REQUIRED WORK: Where in the data below does the word "ground" appear? Copy each line that holds it.

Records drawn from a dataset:
■ ■ ■
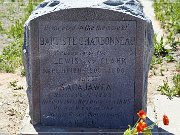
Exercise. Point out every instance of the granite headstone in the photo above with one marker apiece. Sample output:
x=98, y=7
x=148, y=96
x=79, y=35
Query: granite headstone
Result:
x=87, y=62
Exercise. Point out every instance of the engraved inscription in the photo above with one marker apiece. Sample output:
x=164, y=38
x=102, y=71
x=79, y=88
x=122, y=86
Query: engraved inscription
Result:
x=87, y=73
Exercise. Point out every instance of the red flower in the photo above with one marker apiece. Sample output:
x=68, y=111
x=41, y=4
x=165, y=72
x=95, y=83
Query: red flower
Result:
x=142, y=114
x=165, y=120
x=141, y=126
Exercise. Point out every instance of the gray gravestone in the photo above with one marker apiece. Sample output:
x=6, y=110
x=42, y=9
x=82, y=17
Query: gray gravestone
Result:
x=87, y=63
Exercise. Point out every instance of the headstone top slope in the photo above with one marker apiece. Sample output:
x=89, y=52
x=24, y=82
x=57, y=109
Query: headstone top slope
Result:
x=131, y=7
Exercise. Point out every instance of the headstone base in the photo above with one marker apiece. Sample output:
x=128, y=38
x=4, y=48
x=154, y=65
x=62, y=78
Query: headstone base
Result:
x=29, y=129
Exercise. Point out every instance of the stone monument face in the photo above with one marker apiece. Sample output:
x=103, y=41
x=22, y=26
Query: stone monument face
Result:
x=87, y=71
x=86, y=68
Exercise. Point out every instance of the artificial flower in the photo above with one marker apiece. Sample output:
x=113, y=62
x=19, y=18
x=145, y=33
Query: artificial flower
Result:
x=165, y=120
x=142, y=114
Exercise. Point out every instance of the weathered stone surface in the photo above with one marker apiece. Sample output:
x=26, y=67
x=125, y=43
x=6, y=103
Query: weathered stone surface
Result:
x=87, y=63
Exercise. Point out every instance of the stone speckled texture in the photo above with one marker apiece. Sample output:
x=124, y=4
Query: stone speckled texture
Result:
x=132, y=7
x=77, y=13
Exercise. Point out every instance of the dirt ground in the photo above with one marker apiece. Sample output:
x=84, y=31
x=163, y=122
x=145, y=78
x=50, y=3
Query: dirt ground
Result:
x=13, y=103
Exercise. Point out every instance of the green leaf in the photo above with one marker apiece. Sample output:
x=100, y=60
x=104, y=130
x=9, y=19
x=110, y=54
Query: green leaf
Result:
x=127, y=132
x=147, y=132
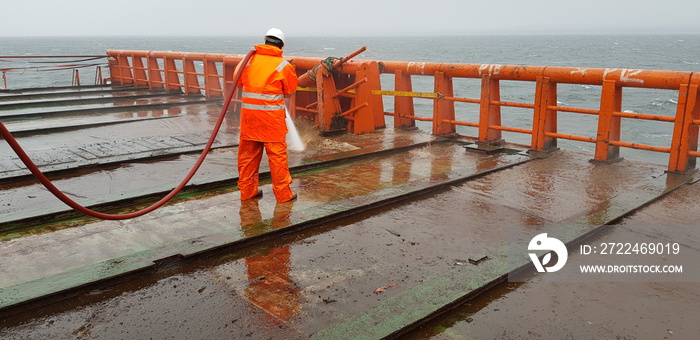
■ ■ ■
SOLVED PROBLEM:
Exercise. Point out every instance of the dirt ground in the photo above with one marker apiece. Sample output:
Query: dirt ground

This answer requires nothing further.